■ Records for the exercise
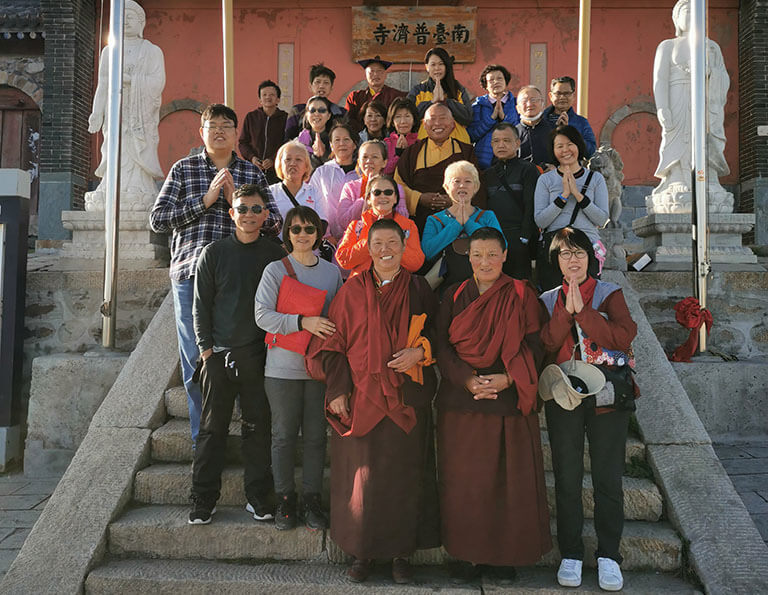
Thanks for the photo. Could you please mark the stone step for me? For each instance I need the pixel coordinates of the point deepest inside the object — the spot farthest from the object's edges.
(163, 532)
(176, 404)
(172, 443)
(202, 577)
(169, 483)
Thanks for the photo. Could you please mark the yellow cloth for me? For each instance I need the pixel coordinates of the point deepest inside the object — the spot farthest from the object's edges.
(435, 155)
(459, 133)
(415, 339)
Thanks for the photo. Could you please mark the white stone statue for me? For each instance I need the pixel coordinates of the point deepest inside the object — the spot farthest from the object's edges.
(143, 82)
(672, 91)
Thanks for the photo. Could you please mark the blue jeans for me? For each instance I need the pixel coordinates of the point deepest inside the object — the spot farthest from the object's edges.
(183, 296)
(297, 404)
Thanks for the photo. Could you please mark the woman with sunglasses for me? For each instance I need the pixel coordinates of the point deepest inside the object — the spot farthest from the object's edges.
(371, 158)
(317, 123)
(569, 196)
(381, 196)
(330, 177)
(373, 120)
(403, 122)
(295, 399)
(446, 233)
(595, 312)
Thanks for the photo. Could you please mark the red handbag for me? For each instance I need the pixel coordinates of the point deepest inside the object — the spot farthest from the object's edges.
(295, 297)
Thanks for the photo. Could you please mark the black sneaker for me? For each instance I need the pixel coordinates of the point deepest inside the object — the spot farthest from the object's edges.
(464, 572)
(285, 515)
(313, 513)
(200, 514)
(260, 510)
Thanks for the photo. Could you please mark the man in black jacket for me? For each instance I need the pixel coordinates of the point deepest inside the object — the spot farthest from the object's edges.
(232, 358)
(510, 183)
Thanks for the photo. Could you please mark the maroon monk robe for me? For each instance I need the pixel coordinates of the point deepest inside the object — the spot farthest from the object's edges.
(383, 487)
(491, 473)
(429, 179)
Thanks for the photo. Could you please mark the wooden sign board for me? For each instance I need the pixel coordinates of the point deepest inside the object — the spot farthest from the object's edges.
(404, 34)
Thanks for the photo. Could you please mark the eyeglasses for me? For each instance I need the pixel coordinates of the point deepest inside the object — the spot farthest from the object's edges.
(308, 229)
(568, 254)
(255, 209)
(221, 128)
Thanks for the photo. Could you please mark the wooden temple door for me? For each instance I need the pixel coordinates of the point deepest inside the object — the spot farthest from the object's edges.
(20, 140)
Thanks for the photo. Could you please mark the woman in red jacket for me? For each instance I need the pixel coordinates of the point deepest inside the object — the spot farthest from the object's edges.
(381, 196)
(594, 312)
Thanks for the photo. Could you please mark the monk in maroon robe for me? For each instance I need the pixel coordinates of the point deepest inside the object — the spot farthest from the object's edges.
(421, 167)
(380, 388)
(491, 474)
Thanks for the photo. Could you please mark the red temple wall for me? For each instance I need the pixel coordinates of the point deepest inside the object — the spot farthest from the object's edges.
(623, 43)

■ What to work on
Copy the listing from the line containing "Thanks for the photo. Could you please mark the woman in" through the end of the listing, both ends included, swapping "maroon" for "crimson" and leaving everything else unchanged.

■ The solution
Thanks for the photo. Could you please mark the woman in red jacket for me? For each instance I need the pixel coordinates of the point deepest inside the object — the spot farthest from the object's edges.
(381, 196)
(594, 312)
Thanks for the photo. Could you please mark the monk in crimson robe for me? For each instance I need the pixel coordinates of the point deepest inside the object — the spot farthest from the object's edges.
(421, 167)
(380, 388)
(491, 474)
Thanks for the photo. Could you please mark the red temple wall for me? For each instance I need the pixel coordinates of the point deepest inside the object — the spot farthest from the object's edges.
(623, 43)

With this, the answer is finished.